┏━━

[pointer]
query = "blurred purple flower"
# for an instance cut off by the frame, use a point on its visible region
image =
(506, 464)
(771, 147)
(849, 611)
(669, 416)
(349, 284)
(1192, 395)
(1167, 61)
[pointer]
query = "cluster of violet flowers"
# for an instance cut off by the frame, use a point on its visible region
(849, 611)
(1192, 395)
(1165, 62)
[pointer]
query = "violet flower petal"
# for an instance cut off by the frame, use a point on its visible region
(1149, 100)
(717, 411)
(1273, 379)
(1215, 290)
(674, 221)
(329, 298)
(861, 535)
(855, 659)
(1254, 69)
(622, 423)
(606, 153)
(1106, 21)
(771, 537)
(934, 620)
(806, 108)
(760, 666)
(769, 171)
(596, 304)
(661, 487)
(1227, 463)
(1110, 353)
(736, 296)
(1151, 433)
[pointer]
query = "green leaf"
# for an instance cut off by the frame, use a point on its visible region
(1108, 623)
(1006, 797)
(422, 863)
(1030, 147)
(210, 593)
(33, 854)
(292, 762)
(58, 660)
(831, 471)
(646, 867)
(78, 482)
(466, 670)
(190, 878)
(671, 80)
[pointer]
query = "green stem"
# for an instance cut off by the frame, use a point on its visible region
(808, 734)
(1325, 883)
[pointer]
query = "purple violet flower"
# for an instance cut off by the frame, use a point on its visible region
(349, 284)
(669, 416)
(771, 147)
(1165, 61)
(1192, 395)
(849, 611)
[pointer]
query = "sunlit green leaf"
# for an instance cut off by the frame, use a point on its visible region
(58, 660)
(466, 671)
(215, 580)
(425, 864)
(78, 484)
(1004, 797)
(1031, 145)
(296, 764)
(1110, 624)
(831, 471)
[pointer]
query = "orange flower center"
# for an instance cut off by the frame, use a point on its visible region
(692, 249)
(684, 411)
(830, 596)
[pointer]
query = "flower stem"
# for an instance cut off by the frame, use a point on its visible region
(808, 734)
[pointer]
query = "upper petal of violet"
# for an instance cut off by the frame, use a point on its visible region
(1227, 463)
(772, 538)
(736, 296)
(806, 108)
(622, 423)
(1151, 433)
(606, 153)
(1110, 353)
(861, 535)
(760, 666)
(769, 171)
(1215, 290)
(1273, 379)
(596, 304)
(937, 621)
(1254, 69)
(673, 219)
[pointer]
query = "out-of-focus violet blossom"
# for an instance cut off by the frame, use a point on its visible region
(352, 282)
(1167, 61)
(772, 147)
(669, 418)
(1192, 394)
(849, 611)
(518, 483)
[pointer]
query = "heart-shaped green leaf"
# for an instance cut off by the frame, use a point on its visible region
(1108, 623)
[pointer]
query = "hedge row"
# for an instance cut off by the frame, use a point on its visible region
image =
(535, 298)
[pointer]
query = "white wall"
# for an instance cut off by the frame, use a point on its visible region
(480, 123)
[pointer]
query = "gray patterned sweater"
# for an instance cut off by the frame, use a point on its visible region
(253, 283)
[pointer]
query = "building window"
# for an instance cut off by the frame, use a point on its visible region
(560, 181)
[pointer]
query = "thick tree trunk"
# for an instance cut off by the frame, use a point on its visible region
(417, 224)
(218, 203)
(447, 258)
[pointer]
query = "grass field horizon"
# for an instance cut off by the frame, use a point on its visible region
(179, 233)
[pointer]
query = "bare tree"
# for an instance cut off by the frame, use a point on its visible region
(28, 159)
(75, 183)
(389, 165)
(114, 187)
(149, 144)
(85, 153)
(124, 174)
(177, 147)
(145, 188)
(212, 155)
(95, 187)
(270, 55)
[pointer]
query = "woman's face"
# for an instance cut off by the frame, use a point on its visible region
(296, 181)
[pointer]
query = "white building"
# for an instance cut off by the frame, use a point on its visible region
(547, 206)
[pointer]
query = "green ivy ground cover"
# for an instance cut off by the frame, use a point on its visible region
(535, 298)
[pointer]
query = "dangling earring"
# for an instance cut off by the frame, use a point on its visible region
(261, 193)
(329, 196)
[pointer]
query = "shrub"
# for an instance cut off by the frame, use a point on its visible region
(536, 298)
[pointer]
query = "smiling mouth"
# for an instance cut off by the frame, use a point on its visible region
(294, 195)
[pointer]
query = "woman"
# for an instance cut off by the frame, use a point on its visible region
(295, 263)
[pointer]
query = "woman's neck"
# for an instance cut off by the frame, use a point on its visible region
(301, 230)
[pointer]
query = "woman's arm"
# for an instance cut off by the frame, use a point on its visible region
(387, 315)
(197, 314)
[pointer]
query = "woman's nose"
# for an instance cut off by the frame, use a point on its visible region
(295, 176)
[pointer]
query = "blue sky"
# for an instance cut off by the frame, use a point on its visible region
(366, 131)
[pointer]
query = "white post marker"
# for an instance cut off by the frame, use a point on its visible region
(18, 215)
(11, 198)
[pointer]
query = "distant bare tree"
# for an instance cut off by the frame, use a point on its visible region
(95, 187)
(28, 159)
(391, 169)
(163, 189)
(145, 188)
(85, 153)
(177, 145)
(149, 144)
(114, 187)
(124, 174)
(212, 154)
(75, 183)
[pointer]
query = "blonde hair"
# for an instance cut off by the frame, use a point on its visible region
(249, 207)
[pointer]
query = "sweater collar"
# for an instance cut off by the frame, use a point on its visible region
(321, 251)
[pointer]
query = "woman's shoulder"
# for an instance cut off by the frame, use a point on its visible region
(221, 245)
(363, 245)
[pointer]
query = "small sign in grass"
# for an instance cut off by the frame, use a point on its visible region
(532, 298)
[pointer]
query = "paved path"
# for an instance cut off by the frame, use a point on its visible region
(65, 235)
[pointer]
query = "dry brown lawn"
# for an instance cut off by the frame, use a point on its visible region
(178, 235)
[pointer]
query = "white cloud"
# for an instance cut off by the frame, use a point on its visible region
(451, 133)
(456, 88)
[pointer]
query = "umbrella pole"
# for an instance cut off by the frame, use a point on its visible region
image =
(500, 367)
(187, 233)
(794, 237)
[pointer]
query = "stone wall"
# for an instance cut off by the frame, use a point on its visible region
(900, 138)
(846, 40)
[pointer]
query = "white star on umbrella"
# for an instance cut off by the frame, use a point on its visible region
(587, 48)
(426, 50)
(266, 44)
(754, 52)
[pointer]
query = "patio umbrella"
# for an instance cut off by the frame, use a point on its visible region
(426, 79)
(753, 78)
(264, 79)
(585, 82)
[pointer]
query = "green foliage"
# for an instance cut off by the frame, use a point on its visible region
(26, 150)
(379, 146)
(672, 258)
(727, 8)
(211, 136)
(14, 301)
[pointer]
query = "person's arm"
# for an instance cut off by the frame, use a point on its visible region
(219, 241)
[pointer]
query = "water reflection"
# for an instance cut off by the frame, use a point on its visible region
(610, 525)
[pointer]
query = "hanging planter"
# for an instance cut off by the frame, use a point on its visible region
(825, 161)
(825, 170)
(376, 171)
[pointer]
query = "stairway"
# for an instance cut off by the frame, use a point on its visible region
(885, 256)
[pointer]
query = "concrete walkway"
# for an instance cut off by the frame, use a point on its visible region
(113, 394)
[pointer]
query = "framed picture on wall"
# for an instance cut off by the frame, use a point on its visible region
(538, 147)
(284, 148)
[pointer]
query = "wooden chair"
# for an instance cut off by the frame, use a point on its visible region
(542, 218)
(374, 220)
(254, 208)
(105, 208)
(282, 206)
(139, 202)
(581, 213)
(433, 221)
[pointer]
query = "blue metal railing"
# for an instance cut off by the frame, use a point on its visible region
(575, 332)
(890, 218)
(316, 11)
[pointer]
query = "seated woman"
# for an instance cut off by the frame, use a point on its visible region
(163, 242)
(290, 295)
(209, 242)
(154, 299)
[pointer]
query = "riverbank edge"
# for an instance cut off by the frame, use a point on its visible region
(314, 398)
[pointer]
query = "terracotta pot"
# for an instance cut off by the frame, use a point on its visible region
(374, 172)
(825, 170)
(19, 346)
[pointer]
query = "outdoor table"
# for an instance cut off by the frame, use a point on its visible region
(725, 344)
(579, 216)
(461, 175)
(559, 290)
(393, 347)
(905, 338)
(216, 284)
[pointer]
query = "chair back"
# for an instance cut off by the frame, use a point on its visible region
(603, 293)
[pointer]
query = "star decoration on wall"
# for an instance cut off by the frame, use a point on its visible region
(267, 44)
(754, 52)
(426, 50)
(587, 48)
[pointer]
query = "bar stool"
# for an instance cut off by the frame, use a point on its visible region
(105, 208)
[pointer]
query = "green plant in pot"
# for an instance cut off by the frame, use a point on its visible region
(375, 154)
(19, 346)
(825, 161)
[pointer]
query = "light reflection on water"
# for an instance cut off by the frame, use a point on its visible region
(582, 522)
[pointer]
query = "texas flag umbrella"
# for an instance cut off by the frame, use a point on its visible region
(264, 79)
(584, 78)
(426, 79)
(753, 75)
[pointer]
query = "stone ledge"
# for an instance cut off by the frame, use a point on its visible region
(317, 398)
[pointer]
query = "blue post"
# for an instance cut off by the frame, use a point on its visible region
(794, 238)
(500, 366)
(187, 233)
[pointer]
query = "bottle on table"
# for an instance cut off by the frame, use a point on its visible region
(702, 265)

┗━━

Tally the lines of the material that contain the word "white" and say the number, nothing more.

5